Page excerpt:
+ + + + + + +

Editor’s Note: Lakshman Achuthan and Anirvan Banerji are co-founders of the Economic Cycle Research Institute (ECRI). The opinions expressed in this commentary are their own.
With the economy officially in the deepest recession in living memory, the stock market’s ongoing rally can seem baffling. Yet, the market upturn makes perfect sense if you understand the historical relationship between stock price cycles and business cycles.
The stock market is forward-looking. In order to understand why it’s up, it’s important to examine forward-looking leading indexes – rather than indicators like gross domestic product (GDP) or the jobless rate – to validate the market’s rise. Such leading indexes will include many non-market related indicators, like building permits and initial claims for unemployment insurance.
For decades, the Economic Cycle Research Institute (ECRI) has monitored timely and reliable leading indexes, including the Weekly Leading Index (WLI), released publicly on Friday mornings. The WLI is part of a sequence of leading indexes, with an excellent real-time track record, designed to objectively flag turning points in the business cycle. Those indexes – which include market, survey and hard data on the real economy regarding the future direction of the business cycle – have been signaling the start of an economic recovery for some time now.
In every recession since World War II, the S&P 500 has turned up a few months ahead of the business cycle trough. In light of this historical pattern, coupled with the sequential upturns in our leading indexes, it’s logical that the S&P 500 would turn up when it did, in late March.
A legendary investor, Jeremy Grantham, recently proclaimed that this is “a rally without precedent … the only one in history that takes place against a background of undeniable economic problems.” He articulated what many are feeling, and while we agree that the market is up while coincident data – what has happened to the economy – is down, he’s just dead wrong. In every recession, stock prices have turned up despite dismal coincident data. It’s when the market starts betting – correctly – that the forward-looking economic outlook is turning less bad.
The Great Recession is a good example. When stock prices turned up in March 2009, the economy was in terrible shape and the jobless rate – which had soared from 4.4% two years earlier to 8.7% at the time – would keep rising for months until finally topping out at 10% later that year. The market was already glimpsing the light at the end of the tunnel, though the recession wouldn’t end for another three months.
A forward-looking stock market should begin to recover when the economy is in bad shape and still worsening.

+ + + + + + +

What you have to do: Quote the part of the commentary on stocks and recessions that opens with the words "Editor’s Note: Lakshman" and closes with "are their own.".

+ + + + + + +

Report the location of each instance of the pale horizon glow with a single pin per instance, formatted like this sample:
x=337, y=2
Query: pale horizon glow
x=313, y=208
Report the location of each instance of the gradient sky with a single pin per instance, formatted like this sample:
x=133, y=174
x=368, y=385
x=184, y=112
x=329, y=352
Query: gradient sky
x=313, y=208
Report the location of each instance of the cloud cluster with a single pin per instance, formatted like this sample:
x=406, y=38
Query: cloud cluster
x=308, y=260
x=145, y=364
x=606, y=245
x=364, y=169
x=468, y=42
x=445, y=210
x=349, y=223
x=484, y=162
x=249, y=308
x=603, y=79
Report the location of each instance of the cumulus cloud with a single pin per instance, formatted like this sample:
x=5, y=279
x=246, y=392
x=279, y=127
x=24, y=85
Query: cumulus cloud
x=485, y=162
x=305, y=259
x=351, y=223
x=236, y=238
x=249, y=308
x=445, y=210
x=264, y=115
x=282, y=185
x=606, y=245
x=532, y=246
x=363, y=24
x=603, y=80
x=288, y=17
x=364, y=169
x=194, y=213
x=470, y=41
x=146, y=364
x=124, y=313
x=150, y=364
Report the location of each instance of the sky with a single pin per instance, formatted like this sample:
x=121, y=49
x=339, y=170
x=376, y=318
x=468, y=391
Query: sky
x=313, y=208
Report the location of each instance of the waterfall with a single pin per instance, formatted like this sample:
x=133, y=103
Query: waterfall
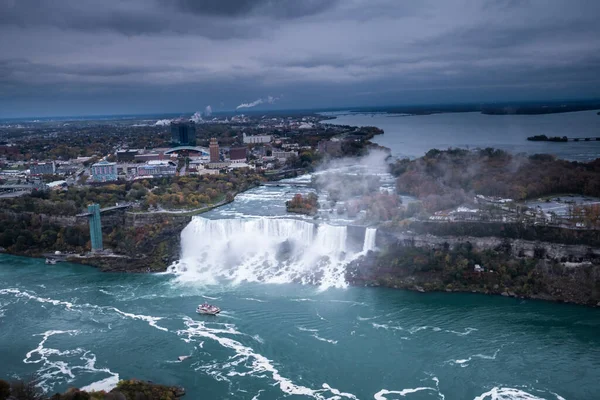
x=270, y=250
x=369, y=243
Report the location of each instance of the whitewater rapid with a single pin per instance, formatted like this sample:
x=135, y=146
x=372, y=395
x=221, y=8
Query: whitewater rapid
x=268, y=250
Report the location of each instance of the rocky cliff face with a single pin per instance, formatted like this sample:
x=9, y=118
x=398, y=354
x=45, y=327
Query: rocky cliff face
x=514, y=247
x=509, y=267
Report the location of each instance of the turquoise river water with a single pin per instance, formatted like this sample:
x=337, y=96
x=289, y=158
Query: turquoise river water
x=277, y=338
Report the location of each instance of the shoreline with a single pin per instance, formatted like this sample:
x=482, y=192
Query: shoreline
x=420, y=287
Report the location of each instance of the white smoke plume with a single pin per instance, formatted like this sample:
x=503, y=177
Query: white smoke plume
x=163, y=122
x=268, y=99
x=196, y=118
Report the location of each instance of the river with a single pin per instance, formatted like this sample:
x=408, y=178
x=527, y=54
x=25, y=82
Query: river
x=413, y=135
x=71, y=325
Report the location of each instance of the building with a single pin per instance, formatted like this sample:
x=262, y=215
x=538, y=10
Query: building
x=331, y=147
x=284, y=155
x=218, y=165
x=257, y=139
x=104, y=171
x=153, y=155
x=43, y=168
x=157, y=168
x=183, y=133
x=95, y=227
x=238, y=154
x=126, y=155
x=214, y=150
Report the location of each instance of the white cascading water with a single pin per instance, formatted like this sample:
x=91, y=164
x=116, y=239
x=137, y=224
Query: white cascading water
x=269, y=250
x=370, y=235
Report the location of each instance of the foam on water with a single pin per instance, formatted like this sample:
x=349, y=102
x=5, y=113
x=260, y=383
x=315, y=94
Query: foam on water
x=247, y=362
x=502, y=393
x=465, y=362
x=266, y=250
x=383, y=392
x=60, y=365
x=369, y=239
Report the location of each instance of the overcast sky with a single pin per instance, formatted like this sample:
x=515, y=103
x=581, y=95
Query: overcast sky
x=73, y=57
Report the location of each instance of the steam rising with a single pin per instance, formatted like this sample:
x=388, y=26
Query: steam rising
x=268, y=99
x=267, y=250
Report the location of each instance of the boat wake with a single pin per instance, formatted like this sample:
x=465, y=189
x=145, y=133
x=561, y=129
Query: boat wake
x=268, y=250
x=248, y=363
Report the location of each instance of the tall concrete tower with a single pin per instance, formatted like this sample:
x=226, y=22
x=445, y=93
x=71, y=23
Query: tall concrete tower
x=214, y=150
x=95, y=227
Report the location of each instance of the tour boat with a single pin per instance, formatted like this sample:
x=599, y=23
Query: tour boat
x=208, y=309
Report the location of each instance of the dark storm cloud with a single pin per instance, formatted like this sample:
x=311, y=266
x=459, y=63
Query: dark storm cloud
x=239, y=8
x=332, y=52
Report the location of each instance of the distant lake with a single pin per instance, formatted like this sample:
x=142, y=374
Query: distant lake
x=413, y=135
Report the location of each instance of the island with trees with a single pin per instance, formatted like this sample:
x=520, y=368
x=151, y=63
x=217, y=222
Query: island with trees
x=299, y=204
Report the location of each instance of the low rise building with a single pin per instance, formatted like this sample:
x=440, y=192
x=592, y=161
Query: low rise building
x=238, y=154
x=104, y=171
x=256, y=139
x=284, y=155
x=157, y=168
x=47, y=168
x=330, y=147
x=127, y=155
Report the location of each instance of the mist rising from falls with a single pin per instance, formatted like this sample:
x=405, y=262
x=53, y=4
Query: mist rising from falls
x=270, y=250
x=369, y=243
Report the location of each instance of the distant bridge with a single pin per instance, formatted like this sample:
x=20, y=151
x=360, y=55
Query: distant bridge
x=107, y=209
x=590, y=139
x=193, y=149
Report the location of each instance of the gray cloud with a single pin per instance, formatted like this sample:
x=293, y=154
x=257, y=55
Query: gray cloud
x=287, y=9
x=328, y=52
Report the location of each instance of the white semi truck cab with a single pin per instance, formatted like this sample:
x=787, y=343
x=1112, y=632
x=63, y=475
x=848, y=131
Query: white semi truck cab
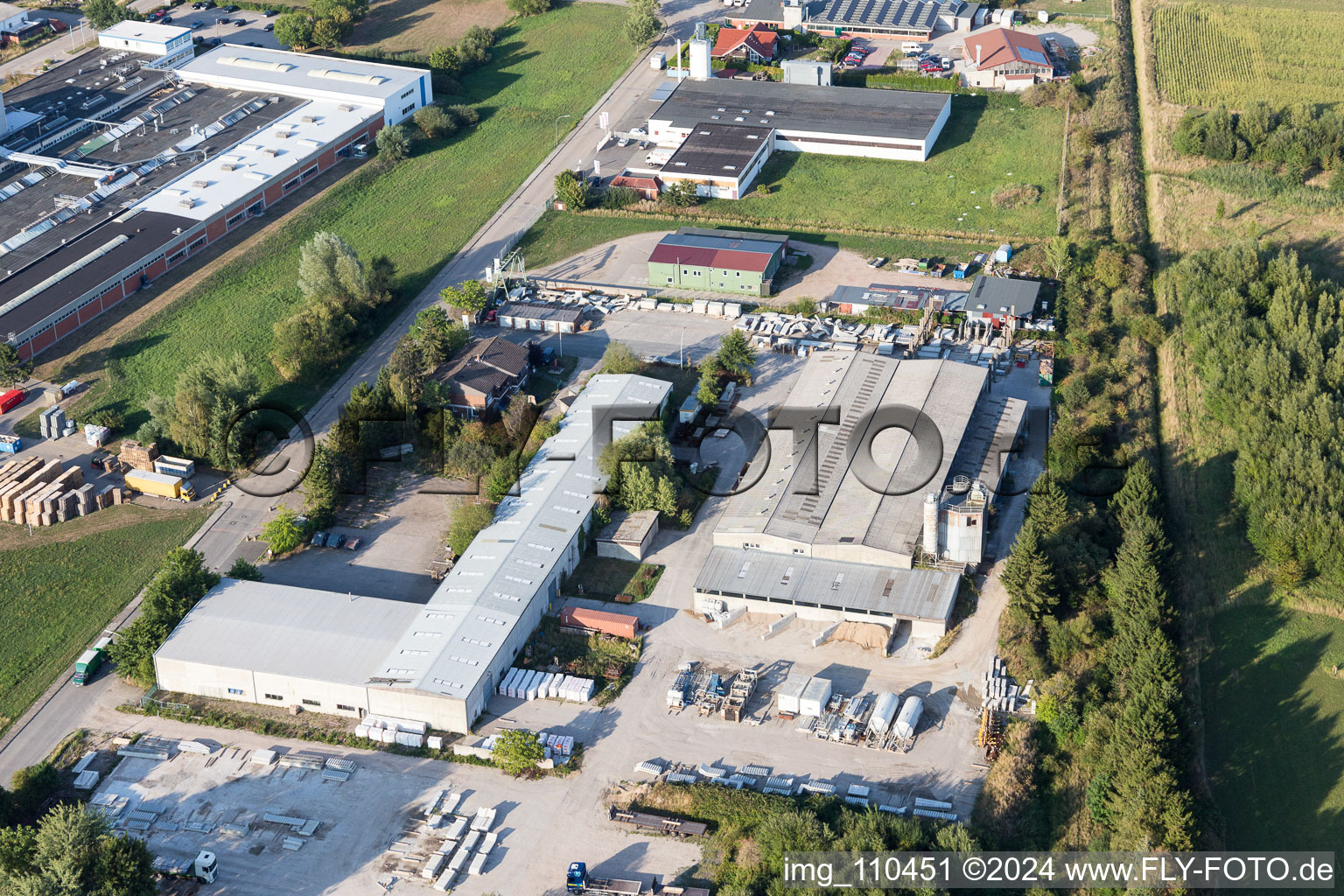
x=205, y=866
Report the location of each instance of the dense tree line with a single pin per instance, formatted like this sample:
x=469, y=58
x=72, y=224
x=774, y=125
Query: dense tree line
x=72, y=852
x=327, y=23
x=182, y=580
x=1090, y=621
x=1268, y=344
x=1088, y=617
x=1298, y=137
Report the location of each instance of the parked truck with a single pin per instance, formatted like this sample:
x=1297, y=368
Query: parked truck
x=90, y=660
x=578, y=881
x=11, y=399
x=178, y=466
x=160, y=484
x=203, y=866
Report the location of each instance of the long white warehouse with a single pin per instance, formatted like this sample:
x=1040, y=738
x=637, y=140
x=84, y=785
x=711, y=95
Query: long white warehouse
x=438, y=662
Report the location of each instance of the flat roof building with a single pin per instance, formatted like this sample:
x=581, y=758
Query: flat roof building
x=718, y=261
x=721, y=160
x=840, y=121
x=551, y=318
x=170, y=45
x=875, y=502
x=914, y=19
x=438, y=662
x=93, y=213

+ + + + + + +

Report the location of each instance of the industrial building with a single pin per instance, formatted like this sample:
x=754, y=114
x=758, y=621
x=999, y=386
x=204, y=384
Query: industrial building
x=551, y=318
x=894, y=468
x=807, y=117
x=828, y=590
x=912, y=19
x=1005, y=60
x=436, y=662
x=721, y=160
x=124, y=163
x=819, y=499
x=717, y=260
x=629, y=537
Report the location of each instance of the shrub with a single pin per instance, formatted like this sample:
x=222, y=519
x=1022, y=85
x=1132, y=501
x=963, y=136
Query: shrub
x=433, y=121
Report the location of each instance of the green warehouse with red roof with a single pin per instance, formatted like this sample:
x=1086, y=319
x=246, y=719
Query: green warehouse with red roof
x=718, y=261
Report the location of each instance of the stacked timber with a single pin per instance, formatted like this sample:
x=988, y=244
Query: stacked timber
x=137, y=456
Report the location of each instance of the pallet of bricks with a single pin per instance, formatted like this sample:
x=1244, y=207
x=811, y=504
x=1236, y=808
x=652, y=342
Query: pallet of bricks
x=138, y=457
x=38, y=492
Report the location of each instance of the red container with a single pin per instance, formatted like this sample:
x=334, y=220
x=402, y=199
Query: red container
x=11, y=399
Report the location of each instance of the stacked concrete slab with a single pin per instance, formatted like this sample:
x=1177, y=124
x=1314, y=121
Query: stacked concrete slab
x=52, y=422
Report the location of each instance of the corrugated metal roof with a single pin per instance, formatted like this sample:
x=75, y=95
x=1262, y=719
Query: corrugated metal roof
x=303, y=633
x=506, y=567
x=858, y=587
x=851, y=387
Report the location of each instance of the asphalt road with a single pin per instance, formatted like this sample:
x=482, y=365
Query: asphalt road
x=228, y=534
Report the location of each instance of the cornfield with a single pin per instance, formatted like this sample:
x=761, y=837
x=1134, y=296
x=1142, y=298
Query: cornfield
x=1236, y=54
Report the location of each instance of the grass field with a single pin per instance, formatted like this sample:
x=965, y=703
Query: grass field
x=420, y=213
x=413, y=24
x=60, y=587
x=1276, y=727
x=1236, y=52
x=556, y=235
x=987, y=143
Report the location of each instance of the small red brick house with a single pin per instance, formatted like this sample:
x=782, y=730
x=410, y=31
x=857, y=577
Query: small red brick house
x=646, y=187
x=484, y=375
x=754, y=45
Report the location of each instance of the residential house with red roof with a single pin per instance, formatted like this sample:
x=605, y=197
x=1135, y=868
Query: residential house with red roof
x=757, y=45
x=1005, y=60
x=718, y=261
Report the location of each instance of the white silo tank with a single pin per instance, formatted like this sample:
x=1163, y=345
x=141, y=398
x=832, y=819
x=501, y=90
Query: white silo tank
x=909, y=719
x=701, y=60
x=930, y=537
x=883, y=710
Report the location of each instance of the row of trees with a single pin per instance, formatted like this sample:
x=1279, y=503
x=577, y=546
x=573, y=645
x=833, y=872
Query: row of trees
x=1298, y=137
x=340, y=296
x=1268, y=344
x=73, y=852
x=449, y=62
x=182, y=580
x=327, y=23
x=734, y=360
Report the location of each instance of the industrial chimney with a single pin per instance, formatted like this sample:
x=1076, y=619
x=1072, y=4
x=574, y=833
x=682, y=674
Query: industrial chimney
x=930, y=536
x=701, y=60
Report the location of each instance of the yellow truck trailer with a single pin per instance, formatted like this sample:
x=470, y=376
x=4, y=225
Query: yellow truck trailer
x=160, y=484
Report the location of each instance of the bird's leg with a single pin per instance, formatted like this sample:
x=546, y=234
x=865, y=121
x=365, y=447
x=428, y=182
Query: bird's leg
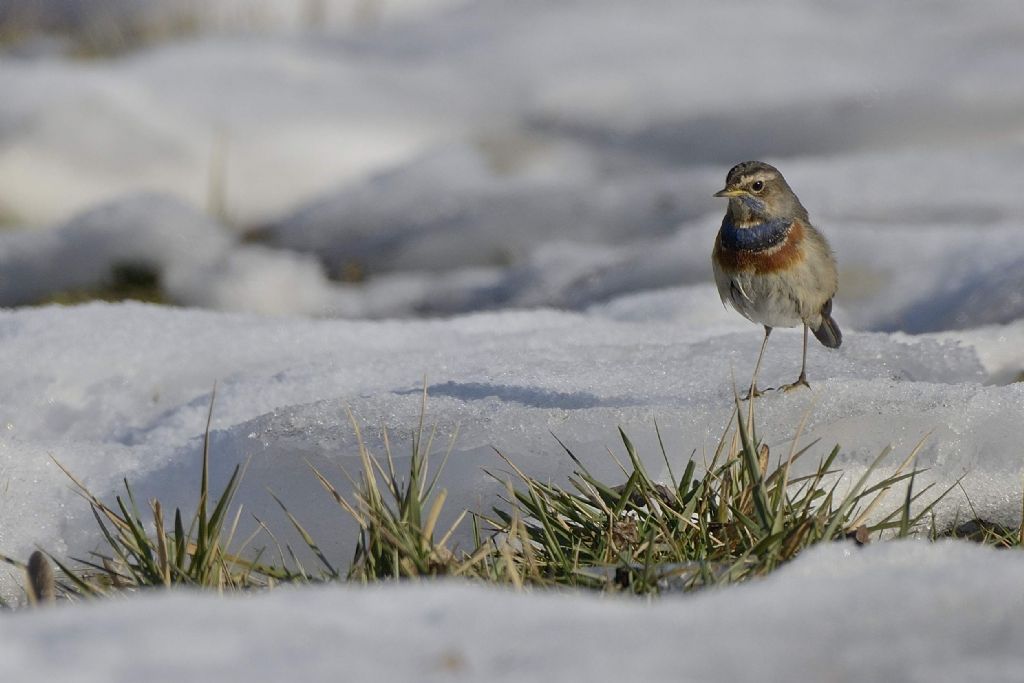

+ + + + + + +

Result of this exercise:
Editor’s Note: Lakshman Achuthan and Anirvan Banerji are co-founders of the Economic Cycle Research Institute (ECRI). The opinions expressed in this commentary are their own.